═══ Tekstfragment ═══
Barbara Reynolds – Dante. De dichter, de denker, de mens

Barbara Reynolds’ Dante. De dichter, de denker, de mens is een cursusmatige studie die alle kanten opgaat. En dat is jammer, want Dante (hardop) lezen blijft een festijn.

Barbara Reynolds – Dante. De dichter, de denker, de mens
Vertaald door Rob Hartmans
Uitgeverij: Ambo/Amsterdam, 2009
Aantal pagina’s: 547
ISBN: 9789026321658

Natuurlijk was Dante (1265-1321), de schepper van de Divina Commedia, een kind van zijn tijd. Maar juist door het schrijven van de Goddelijke Komedie, die de actualiteit opzoog als een spons, demonstreerde de Florentijn hoe hij zijn tijdperk politiek, maatschappelijk en intellectueel had overstegen.

Het was in Dantes tijd niet vanzelfsprekend om de scheiding van kerk en staat te bepleiten, om op te komen voor de verankering van het recht als voornaamste basis van maatschappelijke ordening, laat staan om tirannieke heersers en op wereldlijke macht beluste pausen te verbannen naar de hel, ook al was die nog zo fictief. Maar leven en werk van Dante zijn een onafgebroken pleidooi voor zo’n nieuwe staatsinrichting.

Dante koesterde een religieuze verering voor de idee van het recht. In de politiek was hij een voorstander van het seculiere gezag, dat voor de schrijver belichaamd werd in de persoon van een keizer (Hendrik VII) die, gebonden door dat recht, over heel Europa zou regeren om zo het geluk van de mensen te bevorderen.
═══ Datasetfragmenten ═══
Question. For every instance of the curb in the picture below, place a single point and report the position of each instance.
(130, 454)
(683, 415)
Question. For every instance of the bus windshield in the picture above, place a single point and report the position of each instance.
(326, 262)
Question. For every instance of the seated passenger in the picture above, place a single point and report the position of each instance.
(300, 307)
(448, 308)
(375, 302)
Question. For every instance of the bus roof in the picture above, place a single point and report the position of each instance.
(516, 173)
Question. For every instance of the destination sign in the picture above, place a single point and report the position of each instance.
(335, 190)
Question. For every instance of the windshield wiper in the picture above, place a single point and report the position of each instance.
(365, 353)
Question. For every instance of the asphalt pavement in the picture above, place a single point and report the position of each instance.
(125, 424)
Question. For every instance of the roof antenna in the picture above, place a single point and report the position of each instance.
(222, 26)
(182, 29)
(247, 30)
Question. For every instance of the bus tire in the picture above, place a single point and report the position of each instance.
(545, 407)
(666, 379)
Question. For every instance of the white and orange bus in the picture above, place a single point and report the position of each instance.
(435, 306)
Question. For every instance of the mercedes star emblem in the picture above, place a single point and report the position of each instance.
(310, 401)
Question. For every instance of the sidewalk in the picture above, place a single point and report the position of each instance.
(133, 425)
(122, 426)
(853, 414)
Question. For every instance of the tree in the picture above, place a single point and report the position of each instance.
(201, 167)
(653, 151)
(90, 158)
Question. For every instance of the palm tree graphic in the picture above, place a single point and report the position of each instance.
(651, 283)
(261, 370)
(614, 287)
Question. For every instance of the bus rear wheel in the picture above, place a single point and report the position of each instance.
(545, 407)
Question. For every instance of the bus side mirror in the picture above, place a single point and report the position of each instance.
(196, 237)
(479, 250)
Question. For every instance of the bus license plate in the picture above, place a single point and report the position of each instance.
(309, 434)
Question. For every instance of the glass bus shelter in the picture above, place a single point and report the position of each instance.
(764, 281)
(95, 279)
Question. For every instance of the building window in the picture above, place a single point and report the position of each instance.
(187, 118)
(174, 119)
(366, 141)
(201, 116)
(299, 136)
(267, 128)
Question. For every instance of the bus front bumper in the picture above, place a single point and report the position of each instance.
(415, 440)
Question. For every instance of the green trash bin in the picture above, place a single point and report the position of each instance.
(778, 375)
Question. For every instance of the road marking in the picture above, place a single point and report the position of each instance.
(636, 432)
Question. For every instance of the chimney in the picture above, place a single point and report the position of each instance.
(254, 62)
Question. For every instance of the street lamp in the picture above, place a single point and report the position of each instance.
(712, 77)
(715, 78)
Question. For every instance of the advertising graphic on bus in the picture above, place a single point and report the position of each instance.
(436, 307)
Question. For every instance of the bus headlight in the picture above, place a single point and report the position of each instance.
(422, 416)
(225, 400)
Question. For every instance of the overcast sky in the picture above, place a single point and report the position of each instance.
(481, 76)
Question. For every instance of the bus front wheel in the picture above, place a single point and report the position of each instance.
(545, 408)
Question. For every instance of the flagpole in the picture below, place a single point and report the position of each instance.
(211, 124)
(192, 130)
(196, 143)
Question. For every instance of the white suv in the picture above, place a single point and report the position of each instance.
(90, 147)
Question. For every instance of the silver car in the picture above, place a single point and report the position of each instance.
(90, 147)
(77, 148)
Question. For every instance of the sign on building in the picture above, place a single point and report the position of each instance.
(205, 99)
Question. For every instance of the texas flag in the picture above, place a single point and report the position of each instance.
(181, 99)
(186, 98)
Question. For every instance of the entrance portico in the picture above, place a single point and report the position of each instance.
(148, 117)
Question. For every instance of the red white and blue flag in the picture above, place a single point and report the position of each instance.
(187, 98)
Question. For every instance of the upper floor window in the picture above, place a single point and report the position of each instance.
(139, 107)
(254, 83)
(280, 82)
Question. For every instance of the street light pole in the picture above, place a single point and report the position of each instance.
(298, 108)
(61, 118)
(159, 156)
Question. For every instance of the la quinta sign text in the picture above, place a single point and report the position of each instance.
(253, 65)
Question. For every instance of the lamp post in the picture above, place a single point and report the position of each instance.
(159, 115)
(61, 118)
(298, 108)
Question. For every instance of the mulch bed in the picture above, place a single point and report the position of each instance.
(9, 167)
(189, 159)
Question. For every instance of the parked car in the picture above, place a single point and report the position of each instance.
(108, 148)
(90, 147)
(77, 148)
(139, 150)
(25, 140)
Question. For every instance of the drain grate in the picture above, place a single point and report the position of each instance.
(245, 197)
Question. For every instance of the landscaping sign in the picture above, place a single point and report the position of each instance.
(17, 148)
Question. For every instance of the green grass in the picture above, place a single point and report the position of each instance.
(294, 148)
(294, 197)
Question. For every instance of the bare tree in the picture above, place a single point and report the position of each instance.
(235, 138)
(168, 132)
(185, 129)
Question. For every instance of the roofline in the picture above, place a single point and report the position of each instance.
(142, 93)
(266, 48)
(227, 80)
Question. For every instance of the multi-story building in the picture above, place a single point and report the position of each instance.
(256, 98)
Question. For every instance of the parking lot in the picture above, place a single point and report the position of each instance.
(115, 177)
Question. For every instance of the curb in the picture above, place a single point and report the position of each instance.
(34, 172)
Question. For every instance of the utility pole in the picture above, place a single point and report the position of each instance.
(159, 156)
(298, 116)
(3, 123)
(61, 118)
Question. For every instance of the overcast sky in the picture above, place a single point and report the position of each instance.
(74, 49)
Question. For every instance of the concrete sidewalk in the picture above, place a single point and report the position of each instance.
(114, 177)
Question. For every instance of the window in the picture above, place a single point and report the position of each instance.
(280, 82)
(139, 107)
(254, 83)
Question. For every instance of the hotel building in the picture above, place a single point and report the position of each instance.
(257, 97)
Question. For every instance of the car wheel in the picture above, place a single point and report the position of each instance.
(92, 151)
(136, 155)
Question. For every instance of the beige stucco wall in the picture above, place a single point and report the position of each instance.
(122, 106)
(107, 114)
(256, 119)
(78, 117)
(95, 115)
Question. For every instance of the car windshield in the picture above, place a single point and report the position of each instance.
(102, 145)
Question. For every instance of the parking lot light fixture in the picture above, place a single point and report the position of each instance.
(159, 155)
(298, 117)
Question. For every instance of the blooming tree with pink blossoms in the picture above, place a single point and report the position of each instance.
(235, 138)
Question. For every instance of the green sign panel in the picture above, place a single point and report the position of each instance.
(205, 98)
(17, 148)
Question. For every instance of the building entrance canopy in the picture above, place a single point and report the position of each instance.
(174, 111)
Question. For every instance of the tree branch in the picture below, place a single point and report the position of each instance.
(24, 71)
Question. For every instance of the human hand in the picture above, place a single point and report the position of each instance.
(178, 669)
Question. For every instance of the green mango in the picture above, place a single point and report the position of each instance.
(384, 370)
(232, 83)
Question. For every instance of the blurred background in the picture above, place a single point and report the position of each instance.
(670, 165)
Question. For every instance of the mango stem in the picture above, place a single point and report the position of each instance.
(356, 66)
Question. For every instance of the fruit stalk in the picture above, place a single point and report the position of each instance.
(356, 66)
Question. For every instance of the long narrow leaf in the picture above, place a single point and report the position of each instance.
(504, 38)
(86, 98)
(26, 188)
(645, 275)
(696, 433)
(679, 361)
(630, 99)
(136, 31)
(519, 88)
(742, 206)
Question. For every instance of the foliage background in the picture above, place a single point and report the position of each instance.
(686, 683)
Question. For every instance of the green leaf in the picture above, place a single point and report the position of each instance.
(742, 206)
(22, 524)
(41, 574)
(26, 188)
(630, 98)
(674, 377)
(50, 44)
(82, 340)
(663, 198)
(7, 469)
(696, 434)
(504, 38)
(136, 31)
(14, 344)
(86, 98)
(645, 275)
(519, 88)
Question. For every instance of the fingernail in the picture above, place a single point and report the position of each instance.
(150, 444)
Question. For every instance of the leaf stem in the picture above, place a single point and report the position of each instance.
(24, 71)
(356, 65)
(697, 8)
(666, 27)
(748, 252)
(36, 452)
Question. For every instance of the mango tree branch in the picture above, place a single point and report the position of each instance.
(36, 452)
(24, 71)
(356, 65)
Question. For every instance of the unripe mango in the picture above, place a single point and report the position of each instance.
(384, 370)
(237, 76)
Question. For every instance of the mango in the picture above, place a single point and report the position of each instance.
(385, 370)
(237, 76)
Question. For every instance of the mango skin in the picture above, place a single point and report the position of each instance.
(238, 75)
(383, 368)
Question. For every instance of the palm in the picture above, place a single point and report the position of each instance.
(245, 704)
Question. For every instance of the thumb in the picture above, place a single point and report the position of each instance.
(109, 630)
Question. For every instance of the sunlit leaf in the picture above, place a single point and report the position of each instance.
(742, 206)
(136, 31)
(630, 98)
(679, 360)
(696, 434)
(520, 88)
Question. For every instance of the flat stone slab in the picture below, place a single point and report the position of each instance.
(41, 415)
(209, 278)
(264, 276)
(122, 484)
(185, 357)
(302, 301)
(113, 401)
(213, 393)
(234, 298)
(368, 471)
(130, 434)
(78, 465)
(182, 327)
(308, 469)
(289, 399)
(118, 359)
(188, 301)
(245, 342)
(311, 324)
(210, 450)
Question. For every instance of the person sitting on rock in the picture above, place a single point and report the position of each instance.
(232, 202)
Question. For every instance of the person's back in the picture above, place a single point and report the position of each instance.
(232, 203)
═══
Neem het stuk uit de Dante-bespreking van "Het was in Dantes" tot en met "zo’n nieuwe staatsinrichting." opnieuw over en vervang daarin "tirannieke heersers" door "wrede vorsten". Baseer je uitsluitend op de Dante-bespreking.

Volledige uitvoer:
Het was in Dantes tijd niet vanzelfsprekend om de scheiding van kerk en staat te bepleiten, om op te komen voor de verankering van het recht als voornaamste basis van maatschappelijke ordening, laat staan om wrede vorsten en op wereldlijke macht beluste pausen te verbannen naar de hel, ook al was die nog zo fictief. Maar leven en werk van Dante zijn een onafgebroken pleidooi voor zo’n nieuwe staatsinrichting.